Document excerpt
+++

Answer
$p_{f1}= (2\;\hat i+4\;\hat j)\;\rm kg\cdot m/s $
Work Step by Step
We can assume that the collision is perfectly elastic and the system (the two particles) is isolated.
This means that the momentum is conserved.
Thus,
$$p_i=p_f$$
Thus,
$$p_{i1}+p_{i2}=p_{f1}+p_{f2}\tag 1$$
We can see, from the given graph, that
$$p_{i1}=(-2\;\hat i+2\;\hat j)\;\rm kg\cdot m/s$$
$$p_{i2}=(4\;\hat i+1\;\hat j)\;\rm kg\cdot m/s$$
$$p_{f2}=(0\;\hat i-1\;\hat j)\;\rm kg\cdot m/s$$
Plugging these last 3 equations into (1);
$$-2\;\hat i+2\;\hat j+4\;\hat i+1\;\hat j=p_{f1}+0\;\hat i-1\;\hat j$$
Solving for $p_{f1}$
$$p_{f1}=-2\;\hat i+2\;\hat j+4\;\hat i+1\;\hat j-0\;\hat i+1\;\hat j $$
$$p_{f1}= (\color{red}{\bf2}\;\hat i+\color{red}{4}\;\hat j)\;\rm kg\cdot m/s $$

+++

Records shown

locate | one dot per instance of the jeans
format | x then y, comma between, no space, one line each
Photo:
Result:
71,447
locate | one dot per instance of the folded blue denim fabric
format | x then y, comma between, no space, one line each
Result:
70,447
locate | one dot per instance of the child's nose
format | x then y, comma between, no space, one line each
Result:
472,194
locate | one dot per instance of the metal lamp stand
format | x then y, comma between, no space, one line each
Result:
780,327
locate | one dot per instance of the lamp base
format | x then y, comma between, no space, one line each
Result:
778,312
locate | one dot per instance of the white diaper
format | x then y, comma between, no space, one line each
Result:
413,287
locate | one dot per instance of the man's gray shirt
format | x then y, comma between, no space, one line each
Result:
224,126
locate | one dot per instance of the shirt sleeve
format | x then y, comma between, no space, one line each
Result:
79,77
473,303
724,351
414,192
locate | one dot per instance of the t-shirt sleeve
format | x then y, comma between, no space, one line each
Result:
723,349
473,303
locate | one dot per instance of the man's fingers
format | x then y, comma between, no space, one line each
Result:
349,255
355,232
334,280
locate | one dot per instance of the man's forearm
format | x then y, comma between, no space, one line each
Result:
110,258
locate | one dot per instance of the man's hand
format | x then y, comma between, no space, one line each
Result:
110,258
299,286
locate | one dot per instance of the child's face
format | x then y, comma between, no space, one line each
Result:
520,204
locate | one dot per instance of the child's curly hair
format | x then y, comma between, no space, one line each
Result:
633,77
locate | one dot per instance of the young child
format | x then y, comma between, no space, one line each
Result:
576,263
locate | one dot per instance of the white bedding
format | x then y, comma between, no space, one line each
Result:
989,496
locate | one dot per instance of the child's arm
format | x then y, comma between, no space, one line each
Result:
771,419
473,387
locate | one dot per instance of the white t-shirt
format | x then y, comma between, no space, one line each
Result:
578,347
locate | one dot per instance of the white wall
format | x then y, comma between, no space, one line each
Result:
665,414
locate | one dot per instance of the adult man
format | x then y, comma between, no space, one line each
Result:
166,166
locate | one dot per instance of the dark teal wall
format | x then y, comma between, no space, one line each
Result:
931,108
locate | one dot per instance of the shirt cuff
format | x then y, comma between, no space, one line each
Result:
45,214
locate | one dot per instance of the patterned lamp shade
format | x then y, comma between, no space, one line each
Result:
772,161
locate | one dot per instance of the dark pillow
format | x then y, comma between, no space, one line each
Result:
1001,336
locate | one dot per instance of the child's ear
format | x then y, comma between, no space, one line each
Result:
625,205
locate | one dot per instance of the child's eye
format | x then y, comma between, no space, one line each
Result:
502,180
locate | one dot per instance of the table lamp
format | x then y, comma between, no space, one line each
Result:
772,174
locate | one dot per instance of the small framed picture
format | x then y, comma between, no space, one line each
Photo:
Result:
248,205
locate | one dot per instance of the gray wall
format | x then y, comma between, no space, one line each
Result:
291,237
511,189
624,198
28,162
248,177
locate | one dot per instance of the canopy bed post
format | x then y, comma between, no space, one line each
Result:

+++

Set exercise
Translate this sentence from the momentum solution into Spanish: "We can assume that the collision is perfectly elastic and the system (the two particles) is isolated."

Task answer
Podemos suponer que la colisión es perfectamente elástica y que el sistema (las dos partículas) está aislado.